Data to process: Begin

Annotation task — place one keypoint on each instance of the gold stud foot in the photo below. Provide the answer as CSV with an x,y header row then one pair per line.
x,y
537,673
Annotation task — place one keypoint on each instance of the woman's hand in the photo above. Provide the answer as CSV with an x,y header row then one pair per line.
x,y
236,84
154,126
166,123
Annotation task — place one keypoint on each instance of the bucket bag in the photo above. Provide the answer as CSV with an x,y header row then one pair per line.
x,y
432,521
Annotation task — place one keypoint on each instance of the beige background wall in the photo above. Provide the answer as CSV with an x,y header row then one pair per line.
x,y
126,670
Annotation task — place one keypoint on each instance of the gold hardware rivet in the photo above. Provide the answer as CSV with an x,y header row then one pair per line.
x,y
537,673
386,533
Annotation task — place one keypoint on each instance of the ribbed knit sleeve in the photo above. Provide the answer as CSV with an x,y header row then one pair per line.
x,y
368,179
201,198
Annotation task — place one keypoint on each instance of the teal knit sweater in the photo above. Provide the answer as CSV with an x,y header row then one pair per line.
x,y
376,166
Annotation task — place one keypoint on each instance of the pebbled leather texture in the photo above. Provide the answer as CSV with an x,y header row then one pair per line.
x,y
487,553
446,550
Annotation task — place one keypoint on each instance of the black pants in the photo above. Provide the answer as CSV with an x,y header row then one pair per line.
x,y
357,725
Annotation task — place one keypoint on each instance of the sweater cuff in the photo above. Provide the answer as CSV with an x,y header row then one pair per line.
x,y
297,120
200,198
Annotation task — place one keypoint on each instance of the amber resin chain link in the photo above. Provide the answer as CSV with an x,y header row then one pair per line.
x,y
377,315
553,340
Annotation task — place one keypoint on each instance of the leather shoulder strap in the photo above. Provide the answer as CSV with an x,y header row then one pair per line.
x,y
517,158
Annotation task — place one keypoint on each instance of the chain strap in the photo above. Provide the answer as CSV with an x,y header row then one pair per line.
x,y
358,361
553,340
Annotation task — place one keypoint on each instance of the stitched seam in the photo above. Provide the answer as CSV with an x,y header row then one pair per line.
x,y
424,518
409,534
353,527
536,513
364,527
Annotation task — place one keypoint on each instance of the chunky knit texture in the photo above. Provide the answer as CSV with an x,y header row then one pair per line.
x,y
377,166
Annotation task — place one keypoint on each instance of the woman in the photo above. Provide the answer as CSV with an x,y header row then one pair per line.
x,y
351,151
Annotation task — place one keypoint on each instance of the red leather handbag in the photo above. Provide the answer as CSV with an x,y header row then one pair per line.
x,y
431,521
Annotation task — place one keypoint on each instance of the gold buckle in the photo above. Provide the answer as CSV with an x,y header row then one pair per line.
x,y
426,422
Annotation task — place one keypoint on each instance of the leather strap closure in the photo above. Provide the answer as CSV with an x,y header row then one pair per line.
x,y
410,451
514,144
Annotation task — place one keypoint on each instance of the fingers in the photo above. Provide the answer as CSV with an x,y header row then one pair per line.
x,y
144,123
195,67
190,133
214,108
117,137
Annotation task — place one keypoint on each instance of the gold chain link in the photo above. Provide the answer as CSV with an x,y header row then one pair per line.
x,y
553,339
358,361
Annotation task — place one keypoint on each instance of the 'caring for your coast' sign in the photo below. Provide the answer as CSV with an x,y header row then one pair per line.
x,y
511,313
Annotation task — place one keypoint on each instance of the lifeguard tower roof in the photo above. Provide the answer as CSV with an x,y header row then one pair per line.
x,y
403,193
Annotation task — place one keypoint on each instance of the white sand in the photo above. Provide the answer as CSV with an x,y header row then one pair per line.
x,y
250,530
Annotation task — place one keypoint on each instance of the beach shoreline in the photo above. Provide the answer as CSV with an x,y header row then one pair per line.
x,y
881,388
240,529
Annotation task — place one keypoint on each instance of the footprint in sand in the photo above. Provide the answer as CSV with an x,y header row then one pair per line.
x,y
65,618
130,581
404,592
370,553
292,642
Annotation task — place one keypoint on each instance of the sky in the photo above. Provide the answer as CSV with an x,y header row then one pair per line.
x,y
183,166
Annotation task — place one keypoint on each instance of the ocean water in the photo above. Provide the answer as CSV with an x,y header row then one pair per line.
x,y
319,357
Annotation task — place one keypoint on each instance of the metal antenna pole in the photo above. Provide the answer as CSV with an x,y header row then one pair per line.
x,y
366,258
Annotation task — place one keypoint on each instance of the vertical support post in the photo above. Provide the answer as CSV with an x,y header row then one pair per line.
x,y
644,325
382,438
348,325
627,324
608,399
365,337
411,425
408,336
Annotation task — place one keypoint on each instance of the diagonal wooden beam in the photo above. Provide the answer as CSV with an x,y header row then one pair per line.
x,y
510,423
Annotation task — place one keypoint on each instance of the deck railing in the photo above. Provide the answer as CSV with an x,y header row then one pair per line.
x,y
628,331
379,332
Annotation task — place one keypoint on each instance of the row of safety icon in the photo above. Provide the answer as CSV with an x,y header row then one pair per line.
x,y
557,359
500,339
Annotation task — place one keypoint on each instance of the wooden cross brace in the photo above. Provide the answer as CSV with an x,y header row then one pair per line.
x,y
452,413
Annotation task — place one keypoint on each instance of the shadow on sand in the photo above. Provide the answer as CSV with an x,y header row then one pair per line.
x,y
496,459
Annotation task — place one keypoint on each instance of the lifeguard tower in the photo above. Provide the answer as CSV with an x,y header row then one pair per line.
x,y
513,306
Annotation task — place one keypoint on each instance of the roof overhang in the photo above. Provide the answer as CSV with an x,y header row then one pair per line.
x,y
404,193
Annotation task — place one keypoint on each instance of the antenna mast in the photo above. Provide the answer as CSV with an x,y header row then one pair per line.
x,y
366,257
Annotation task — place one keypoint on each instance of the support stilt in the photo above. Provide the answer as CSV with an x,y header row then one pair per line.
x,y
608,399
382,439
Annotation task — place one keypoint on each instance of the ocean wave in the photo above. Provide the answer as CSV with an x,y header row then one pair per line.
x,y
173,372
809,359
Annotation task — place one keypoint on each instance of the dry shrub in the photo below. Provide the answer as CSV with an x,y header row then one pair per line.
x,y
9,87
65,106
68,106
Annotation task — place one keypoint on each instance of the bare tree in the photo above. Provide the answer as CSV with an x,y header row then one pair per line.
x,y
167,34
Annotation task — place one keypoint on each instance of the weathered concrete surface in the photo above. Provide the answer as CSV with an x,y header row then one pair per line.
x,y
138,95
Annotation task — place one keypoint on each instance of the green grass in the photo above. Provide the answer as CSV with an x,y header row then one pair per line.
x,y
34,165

Data to process: End

● Exercise instructions:
The entries above must be repeated word for word.

● Finished task:
Annotation task — place one keypoint on each instance of the gold stud foot in the photo below. Provide the answer as CSV with an x,y header row then one pair per line.
x,y
537,673
Annotation task — place one keypoint on each instance of the woman's hand in the photo above. Provide the answer as CSV with an x,y header row then one pair per line.
x,y
236,84
154,126
166,123
Annotation task — place one keypoint on each instance of the bucket bag in the photo above. Provide the answer as CSV with an x,y header row then one pair per line.
x,y
432,521
Annotation task — place one keypoint on each instance of the beige background wall in the photo above. Provide the answer as CSV with an x,y header row then one pair per line.
x,y
126,670
Annotation task — place one keypoint on each instance of the gold hardware rivet in the photo above. Provide the answer as CSV with an x,y header row then one pair per line.
x,y
537,673
386,533
Annotation task — place one keypoint on each instance of the ribbed knit sleeve in the photo above. Provide the answer as CSV with an x,y header row then one pair per line.
x,y
368,179
201,198
Annotation task — place one keypoint on each instance of the teal knit sweater in the photo above. Provide the answer as CSV with an x,y header row then one pair per line.
x,y
376,166
Annotation task — place one keypoint on each instance of the pebbled leather texture in the photo above. Provide the answer as CSV with an x,y header row then one pair per line.
x,y
487,553
446,550
Annotation task — place one keypoint on each instance of the black pants in the photo above. Provide the answer as CSV with an x,y header row then one pair per line.
x,y
357,725
Annotation task — place one keypoint on each instance of the sweater cuff in the photo above. Provide the answer as CSV with an x,y header row then one pair per line.
x,y
297,120
200,198
Annotation task — place one keypoint on each instance of the amber resin chain link in the photo above. Provide the answer as CSV with an x,y header row then one pair per line.
x,y
377,315
553,340
Annotation task — place one keypoint on each instance of the leather shoulder strap in the photo above. Provide the answer as CSV with an x,y header row then one pair per line.
x,y
517,158
Annotation task — place one keypoint on each instance of the chain strap in the photo above. Provide the answer as CSV with an x,y header row then one pair per line.
x,y
358,361
553,340
Annotation task — place one keypoint on each instance of the stitched seam in the photo above. Provide the answer as CSV with an x,y header row then one pair per line.
x,y
424,518
409,534
353,527
536,513
364,527
Annotation task — place one keypoint on each instance of the chunky knit texture in the photo above. Provide the answer as CSV with an x,y header row then one pair per line.
x,y
377,166
Annotation task — place one keypoint on each instance of the woman in the photo above. Provide the answer as CSV with an x,y header row then one pair per line.
x,y
351,151
Annotation task — place one keypoint on each instance of the red leather handbag in the photo above. Provide the answer as CSV with an x,y header row then one pair per line.
x,y
431,521
Annotation task — place one keypoint on each instance of the gold buckle in the photo above. Provide the answer as CSV with an x,y header row then one pair per line.
x,y
426,422
Annotation task — place one keypoint on each instance of the leather strap closure in the photo above. Provide the answer as CSV with an x,y header row then one pair per line.
x,y
410,451
514,144
Annotation task — place one keypoint on each instance of the fingers in the photo above. Provide the answer as CSV with an x,y header row then one pair per line.
x,y
144,123
195,67
190,133
214,108
117,137
Annotation task — place one keypoint on each instance of the gold chain link in the photo above. Provide the answer as CSV with an x,y header row then one pair per line.
x,y
553,339
358,361
Annotation task — place one keypoint on each instance of the 'caring for your coast' sign in the photo below. Provide the answer as CSV with an x,y header row then one pair per line.
x,y
511,313
Annotation task — place one keypoint on each instance of the lifeguard tower roof in the photo above. Provide the answer as CSV with an x,y header row then one pair per line.
x,y
403,193
Annotation task — place one keypoint on each instance of the white sand in the photo above. Provide the answer as CSV with an x,y header row then one pair per line.
x,y
250,530
Annotation task — place one keypoint on each instance of the beach shoreline in the photo above. Provide the answer as CSV with an x,y header row then one pair per line.
x,y
881,388
240,529
Annotation task — place one keypoint on each instance of the footprint in sand in the photo above. Provide the answer as CSV with an x,y header row then one pair per line.
x,y
65,618
130,581
404,592
370,553
292,642
Annotation task — place one keypoint on each instance of the sky in the photo above. Provide the answer as CSV with an x,y header row then one pair per line.
x,y
183,166
Annotation task — place one keypoint on each instance of the ocean water in the photo above. Provide the answer as CSV with an x,y header row then one pair per line.
x,y
319,357
Annotation task — place one keypoint on each instance of the metal antenna pole in the photo above. Provide the answer as CSV with an x,y header row then one pair per line.
x,y
366,258
Annotation task — place one keypoint on each instance of the vertical support post in the photo above. Provide the answer as CSV with an x,y header row then one pair per line.
x,y
644,325
382,438
348,325
627,324
608,399
365,337
411,425
408,336
Annotation task — place one keypoint on each instance of the diagonal wooden beam in the photo above. Provide the answer as CSV with an x,y header row then one pair per line.
x,y
510,423
Annotation task — place one keypoint on each instance of the deck railing in the photo above. Provide the answer as CSV with an x,y header row then one pair per line.
x,y
628,331
379,332
Annotation task — place one keypoint on each instance of the row of safety icon in the photo above. Provide the answer as CSV with an x,y header row then one pair per line.
x,y
557,359
500,339
Annotation task — place one keypoint on each instance of the wooden cross brace in the photo above. Provide the answer as CSV with an x,y header row then one pair per line.
x,y
452,413
Annotation task — place one keypoint on each instance of the shadow on sand in the photo above. Provide the answer as CSV with an x,y header row then one pair per line.
x,y
496,459
Annotation task — place one keypoint on each instance of the lifeguard tower in the photo above. Provide the answer as CSV with an x,y header row then one pair per line.
x,y
513,306
Annotation task — place one keypoint on each instance of the roof overhang in the photo above. Provide the answer as CSV with an x,y header row then one pair per line.
x,y
404,193
Annotation task — place one keypoint on each instance of the antenna mast in the photo above. Provide the answer as CSV with an x,y header row then one pair per line.
x,y
366,257
Annotation task — place one keypoint on each instance of the support stilt in the photo above. Provide the answer as CSV with an x,y header row then one pair per line.
x,y
608,399
382,439
Annotation task — place one keypoint on each instance of the ocean wave in the photo above. Provide the answer as CSV with an x,y header row then one pair per line.
x,y
173,372
809,359
Annotation task — place one keypoint on each instance of the dry shrub in the photo below. Provide the answer as CSV with an x,y header row then one pair per line.
x,y
9,87
65,106
68,106
Annotation task — place one keypoint on each instance of the bare tree in the photo above. Provide the answer as CSV with an x,y header row then one pair per line.
x,y
167,34
Annotation task — place one keypoint on each instance of the weathered concrete surface in the photo above. Provide the answer as CSV with an x,y header row then one pair per line.
x,y
138,95
Annotation task — place one keypoint on each instance of the green grass in the photo above. Provide the answer as CSV with an x,y header row then one pair per line.
x,y
34,165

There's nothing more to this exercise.